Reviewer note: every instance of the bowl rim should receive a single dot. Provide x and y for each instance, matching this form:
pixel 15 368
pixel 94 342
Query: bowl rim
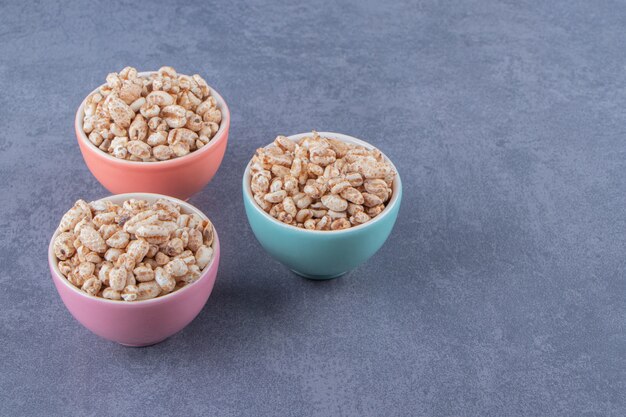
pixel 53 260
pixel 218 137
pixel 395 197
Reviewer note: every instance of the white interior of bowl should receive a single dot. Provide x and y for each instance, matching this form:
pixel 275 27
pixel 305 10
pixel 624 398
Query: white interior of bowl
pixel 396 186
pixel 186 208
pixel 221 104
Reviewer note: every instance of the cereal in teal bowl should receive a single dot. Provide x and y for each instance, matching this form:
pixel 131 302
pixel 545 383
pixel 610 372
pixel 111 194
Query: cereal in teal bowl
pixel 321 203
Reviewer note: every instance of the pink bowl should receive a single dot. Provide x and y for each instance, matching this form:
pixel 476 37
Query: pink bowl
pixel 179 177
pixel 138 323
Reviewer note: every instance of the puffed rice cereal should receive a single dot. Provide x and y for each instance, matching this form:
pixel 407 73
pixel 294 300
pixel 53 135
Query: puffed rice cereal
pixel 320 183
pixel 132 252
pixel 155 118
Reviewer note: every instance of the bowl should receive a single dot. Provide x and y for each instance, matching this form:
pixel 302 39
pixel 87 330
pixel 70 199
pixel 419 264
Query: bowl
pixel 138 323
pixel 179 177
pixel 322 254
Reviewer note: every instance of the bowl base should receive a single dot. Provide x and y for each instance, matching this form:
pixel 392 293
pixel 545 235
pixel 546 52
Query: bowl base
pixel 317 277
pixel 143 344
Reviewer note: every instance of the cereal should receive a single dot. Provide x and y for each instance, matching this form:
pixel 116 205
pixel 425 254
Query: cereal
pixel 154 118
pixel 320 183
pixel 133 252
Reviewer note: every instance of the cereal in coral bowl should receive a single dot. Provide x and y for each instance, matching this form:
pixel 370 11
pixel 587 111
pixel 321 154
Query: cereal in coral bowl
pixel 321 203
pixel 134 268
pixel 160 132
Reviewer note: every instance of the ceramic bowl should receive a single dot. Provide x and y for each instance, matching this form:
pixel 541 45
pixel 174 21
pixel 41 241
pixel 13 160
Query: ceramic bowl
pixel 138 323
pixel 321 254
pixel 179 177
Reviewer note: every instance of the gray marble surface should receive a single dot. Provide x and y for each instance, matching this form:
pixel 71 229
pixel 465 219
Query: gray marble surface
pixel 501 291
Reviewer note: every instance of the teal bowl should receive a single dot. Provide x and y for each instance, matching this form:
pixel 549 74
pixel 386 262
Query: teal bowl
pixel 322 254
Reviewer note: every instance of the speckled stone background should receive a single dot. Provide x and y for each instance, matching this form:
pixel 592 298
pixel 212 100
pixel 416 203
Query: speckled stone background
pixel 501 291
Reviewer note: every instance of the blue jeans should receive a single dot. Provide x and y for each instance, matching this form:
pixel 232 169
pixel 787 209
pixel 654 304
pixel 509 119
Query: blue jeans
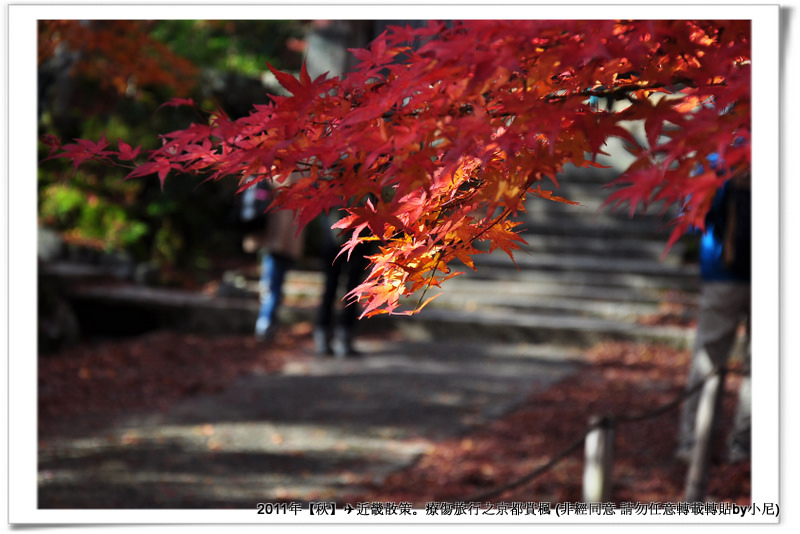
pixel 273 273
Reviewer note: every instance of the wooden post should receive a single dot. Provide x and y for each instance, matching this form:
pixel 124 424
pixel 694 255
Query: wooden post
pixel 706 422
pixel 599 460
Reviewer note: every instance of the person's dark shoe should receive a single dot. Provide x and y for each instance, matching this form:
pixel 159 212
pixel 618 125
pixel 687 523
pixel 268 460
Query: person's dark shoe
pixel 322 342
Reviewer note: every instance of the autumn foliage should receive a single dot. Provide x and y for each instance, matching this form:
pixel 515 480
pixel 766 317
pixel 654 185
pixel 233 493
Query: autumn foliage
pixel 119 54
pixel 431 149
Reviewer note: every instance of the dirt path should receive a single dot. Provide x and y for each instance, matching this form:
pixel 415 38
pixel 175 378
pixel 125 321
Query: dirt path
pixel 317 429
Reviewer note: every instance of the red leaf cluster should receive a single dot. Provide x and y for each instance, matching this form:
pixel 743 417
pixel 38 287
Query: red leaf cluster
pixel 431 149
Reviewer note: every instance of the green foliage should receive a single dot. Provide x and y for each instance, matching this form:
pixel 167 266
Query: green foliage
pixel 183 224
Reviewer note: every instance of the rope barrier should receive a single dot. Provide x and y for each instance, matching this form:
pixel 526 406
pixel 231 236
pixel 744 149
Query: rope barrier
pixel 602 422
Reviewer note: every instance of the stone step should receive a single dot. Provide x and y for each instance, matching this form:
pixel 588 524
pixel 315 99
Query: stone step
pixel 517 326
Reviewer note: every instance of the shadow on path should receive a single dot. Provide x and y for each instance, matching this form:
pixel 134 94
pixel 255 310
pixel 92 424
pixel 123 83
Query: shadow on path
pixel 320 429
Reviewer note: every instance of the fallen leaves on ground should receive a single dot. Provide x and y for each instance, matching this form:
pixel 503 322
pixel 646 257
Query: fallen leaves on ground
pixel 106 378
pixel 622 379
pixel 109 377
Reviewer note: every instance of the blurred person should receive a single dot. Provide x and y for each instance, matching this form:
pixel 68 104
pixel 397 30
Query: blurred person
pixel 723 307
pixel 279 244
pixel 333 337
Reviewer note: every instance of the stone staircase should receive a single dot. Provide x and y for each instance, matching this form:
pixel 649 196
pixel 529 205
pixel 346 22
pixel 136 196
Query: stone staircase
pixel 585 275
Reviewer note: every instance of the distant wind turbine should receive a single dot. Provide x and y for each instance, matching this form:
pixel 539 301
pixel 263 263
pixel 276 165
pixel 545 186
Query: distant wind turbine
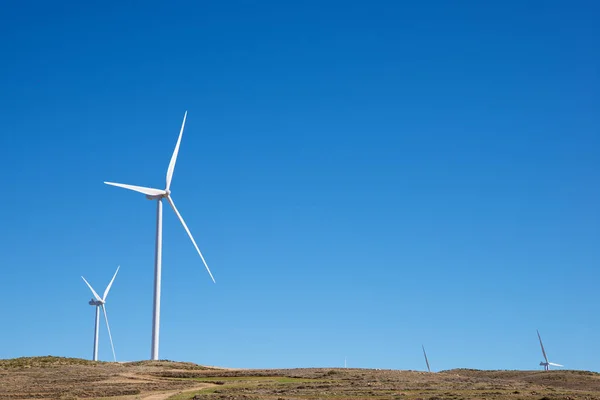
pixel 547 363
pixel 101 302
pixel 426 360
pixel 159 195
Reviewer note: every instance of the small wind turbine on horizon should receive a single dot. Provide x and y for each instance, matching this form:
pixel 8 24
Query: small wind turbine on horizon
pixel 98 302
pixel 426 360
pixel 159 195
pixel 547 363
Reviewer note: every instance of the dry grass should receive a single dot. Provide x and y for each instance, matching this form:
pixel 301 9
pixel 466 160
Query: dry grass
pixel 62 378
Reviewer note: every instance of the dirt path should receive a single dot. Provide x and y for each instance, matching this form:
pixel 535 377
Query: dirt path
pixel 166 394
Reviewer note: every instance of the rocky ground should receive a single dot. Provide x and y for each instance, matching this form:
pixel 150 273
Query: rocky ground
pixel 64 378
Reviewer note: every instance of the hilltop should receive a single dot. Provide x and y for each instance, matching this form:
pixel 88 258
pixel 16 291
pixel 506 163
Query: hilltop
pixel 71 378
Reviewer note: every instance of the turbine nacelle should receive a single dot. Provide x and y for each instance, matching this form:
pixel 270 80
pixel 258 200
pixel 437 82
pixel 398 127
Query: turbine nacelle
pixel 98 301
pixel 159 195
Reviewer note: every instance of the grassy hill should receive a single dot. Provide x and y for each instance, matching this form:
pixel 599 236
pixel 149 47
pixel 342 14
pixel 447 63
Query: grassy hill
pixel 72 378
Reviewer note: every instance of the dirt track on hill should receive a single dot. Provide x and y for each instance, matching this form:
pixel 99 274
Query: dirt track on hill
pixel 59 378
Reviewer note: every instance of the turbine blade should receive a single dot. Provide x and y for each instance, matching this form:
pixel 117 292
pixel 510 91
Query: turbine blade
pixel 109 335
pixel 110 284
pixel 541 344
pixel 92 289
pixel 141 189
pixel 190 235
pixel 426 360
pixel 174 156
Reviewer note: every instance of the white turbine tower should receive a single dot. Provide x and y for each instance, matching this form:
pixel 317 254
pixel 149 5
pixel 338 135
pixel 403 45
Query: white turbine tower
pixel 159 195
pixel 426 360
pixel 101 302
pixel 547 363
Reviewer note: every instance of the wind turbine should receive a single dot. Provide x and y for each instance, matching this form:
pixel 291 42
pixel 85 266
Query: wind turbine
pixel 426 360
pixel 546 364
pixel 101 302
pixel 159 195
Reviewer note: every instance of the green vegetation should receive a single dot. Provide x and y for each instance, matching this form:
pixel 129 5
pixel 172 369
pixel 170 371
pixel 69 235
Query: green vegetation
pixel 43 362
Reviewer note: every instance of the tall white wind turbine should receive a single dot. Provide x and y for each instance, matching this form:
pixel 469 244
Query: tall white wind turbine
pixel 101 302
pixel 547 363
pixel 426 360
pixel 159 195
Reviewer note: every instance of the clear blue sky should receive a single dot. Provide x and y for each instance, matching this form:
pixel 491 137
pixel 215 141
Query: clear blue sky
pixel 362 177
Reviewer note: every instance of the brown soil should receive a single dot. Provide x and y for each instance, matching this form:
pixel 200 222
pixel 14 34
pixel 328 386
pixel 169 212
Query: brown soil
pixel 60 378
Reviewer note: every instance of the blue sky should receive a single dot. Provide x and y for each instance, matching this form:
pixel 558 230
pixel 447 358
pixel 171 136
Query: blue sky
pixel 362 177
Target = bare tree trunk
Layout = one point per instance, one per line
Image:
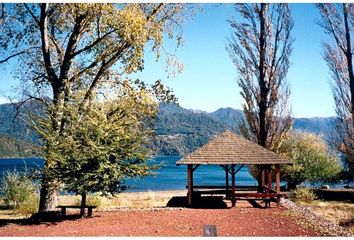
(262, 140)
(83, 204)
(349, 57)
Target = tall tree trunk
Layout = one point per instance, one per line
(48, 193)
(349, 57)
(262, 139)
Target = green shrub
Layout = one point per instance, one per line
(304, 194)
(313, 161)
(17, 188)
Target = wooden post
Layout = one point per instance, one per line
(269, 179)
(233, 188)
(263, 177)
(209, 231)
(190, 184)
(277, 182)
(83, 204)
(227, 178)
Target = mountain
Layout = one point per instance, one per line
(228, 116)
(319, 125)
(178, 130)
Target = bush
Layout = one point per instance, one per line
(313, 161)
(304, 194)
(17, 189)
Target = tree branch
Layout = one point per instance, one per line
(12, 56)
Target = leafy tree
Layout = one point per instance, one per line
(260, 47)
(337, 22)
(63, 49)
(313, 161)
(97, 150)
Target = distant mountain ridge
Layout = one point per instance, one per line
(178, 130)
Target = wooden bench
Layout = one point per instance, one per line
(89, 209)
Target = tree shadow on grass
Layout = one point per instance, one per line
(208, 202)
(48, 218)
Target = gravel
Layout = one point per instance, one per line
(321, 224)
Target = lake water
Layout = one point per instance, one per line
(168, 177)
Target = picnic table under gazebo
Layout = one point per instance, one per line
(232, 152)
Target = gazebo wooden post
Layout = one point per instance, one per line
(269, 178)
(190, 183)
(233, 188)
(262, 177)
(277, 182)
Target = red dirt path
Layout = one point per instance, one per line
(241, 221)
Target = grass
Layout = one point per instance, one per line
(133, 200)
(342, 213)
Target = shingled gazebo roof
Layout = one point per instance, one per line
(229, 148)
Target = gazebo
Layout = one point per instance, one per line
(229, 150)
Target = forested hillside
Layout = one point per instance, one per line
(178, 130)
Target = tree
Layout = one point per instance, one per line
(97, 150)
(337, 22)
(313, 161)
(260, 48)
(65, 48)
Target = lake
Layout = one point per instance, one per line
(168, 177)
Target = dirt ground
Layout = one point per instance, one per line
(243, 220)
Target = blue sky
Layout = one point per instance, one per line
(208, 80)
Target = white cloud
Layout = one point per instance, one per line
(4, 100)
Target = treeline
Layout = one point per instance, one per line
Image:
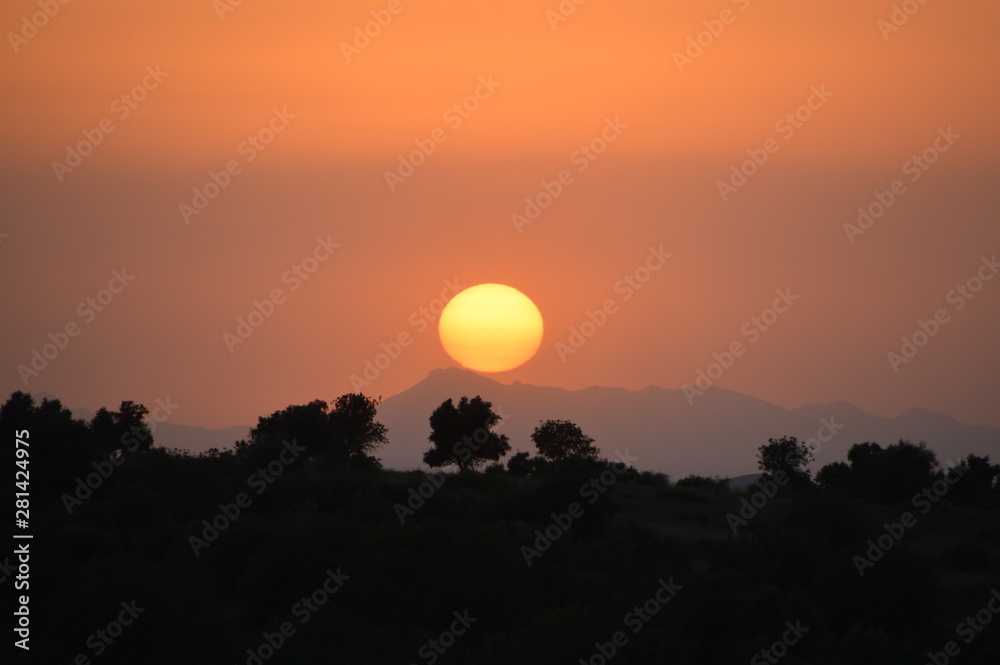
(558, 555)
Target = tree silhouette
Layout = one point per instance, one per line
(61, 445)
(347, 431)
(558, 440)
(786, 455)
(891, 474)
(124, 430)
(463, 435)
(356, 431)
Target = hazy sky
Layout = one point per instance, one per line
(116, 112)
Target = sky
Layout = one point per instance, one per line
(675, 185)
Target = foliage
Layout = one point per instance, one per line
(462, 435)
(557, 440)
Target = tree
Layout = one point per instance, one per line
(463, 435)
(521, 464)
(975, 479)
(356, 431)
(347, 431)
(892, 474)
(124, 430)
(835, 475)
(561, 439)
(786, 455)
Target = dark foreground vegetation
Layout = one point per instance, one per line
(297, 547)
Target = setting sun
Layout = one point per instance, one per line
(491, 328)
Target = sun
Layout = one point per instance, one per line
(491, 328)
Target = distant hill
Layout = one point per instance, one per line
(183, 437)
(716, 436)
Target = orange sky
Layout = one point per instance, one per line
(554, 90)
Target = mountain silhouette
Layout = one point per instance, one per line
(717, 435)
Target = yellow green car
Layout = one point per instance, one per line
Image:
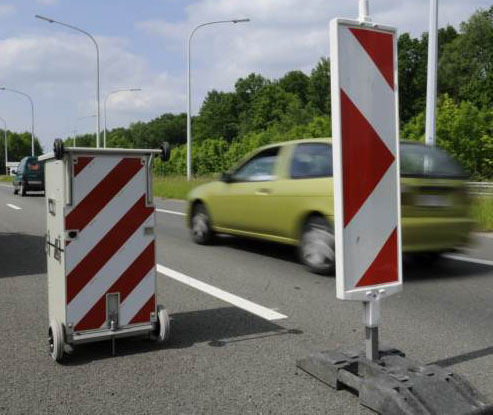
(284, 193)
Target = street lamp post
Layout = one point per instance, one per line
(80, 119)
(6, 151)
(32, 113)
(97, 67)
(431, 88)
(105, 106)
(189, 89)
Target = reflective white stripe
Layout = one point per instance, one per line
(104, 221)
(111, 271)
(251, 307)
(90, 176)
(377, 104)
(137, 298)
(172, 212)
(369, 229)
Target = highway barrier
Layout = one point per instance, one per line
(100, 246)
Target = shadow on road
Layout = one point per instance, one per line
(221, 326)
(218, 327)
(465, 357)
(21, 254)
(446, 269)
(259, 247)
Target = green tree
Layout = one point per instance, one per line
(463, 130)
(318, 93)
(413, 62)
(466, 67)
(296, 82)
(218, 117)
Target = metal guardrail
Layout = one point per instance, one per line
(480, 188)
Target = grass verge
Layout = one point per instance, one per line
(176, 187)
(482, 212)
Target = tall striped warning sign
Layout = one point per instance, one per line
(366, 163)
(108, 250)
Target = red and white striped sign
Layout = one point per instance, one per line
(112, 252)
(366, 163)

_ _ _ _

Task goal:
Wherever a line in the data above holds the word "sign", copy that line.

Task output:
Target = tall striped warning sign
Target = red and white striped sign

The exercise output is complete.